___ RECORDS
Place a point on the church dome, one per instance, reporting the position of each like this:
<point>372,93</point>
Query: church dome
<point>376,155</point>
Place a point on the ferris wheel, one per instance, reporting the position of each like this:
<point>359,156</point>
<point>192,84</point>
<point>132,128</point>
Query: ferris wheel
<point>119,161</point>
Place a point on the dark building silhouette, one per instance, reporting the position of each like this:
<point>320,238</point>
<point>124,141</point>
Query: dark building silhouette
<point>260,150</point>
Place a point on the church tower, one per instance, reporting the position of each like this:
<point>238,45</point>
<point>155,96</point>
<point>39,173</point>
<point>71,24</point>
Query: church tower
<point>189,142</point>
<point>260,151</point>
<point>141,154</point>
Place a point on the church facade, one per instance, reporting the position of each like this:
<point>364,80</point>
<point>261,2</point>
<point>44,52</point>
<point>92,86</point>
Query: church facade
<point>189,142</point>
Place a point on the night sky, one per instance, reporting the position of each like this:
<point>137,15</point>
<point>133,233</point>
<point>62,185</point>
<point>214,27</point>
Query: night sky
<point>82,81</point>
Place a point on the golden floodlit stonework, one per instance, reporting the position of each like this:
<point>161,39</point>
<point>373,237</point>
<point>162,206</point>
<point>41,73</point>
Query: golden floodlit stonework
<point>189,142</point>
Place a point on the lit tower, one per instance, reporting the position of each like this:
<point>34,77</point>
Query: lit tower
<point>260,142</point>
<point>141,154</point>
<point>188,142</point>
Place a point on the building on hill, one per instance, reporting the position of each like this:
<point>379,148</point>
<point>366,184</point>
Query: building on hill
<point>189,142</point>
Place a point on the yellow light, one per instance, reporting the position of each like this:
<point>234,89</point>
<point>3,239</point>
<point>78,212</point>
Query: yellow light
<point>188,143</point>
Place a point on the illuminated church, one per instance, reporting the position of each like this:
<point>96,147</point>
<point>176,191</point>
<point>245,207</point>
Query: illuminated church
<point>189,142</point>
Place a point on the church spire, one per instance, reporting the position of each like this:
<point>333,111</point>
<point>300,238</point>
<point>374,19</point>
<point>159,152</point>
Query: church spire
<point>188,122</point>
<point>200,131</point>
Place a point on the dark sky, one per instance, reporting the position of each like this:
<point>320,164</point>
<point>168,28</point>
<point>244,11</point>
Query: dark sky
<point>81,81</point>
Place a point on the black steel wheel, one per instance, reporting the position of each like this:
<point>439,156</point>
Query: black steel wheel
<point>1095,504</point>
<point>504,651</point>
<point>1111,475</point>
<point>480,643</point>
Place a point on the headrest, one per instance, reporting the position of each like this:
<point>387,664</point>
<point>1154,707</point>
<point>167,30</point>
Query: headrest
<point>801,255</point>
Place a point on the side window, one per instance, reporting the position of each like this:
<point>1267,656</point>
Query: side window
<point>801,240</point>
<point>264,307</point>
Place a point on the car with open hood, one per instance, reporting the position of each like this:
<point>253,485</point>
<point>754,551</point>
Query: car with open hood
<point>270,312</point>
______
Output all preceding records character for character.

Place a point on the church dome, one per instance, reporting the position of each like this:
<point>372,93</point>
Query: church dome
<point>376,155</point>
Place a point on the ferris wheel, one per instance, reporting the position of each like this:
<point>359,156</point>
<point>192,84</point>
<point>132,128</point>
Query: ferris wheel
<point>119,161</point>
Place a point on the dark building silhouette, one per instance, reporting the position of each like this:
<point>320,238</point>
<point>124,141</point>
Query: dark building silhouette
<point>260,150</point>
Place a point on the church tower, one per instance, reporting the position of each like this:
<point>238,45</point>
<point>155,96</point>
<point>39,173</point>
<point>71,24</point>
Query: church tower
<point>189,142</point>
<point>260,151</point>
<point>141,154</point>
Place a point on the church facade, one per instance, reporting the position of each like this:
<point>364,80</point>
<point>261,2</point>
<point>44,52</point>
<point>92,86</point>
Query: church facade
<point>189,142</point>
Place a point on the night sky, one per instance, reporting the position of each like this:
<point>137,15</point>
<point>133,233</point>
<point>62,185</point>
<point>214,27</point>
Query: night sky
<point>82,81</point>
Place a point on the golden floodlit stonework, one per instance, reporting the position of each like this:
<point>161,39</point>
<point>373,237</point>
<point>162,206</point>
<point>41,73</point>
Query: golden floodlit stonework
<point>189,142</point>
Place a point on the lit tower, one per instance, reporting the position of each like this:
<point>34,77</point>
Query: lit tower
<point>260,142</point>
<point>141,154</point>
<point>188,142</point>
Place a point on the building on hill, one per instance, reporting the position of each like this:
<point>379,148</point>
<point>366,184</point>
Query: building on hill
<point>189,142</point>
Place a point on the yellow light, one per instance, reporting the position of each like this:
<point>234,89</point>
<point>3,239</point>
<point>78,212</point>
Query: yellow light
<point>188,143</point>
Place a point on the illuminated church, one per instance, reporting the position of each like this:
<point>96,147</point>
<point>176,191</point>
<point>245,207</point>
Query: illuminated church
<point>189,142</point>
Place a point on the church spire, one per instance, reporting the position of each like this:
<point>333,111</point>
<point>300,238</point>
<point>374,19</point>
<point>159,152</point>
Query: church spire
<point>188,122</point>
<point>200,131</point>
Place a point on the dark sky, one per instance, reporting the position of each like this:
<point>320,164</point>
<point>168,28</point>
<point>244,11</point>
Query: dark sky
<point>81,81</point>
Place a point on the black steel wheel, one per instance, reporting the position of each like this:
<point>439,156</point>
Query: black steel wheel
<point>1095,504</point>
<point>504,651</point>
<point>1111,475</point>
<point>480,643</point>
Place a point on the headrest, one per instance, reporting the position of each like this:
<point>387,664</point>
<point>1154,707</point>
<point>167,30</point>
Query: headrest
<point>801,255</point>
Place a point on the side window, one per instance, reporting the position of each like this:
<point>1267,656</point>
Query: side window
<point>801,240</point>
<point>264,307</point>
Place a point on the car with open hood, one per instance, reporting the position of each like this:
<point>253,485</point>
<point>754,551</point>
Query: car with open hood
<point>270,312</point>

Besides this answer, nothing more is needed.